- _Exercise directions_: Return each of the following rows verbatim, with no changes.

○ ○ ○ ○ ○ ○ ○

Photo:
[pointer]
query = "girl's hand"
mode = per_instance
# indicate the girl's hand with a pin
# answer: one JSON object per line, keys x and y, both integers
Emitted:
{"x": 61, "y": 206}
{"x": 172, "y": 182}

○ ○ ○ ○ ○ ○ ○

- _Reply to the task_:
Photo:
[pointer]
query = "girl's hand"
mode = per_instance
# indicate the girl's hand with a pin
# answer: one JSON object per line, keys x and y, both integers
Emitted:
{"x": 61, "y": 206}
{"x": 172, "y": 182}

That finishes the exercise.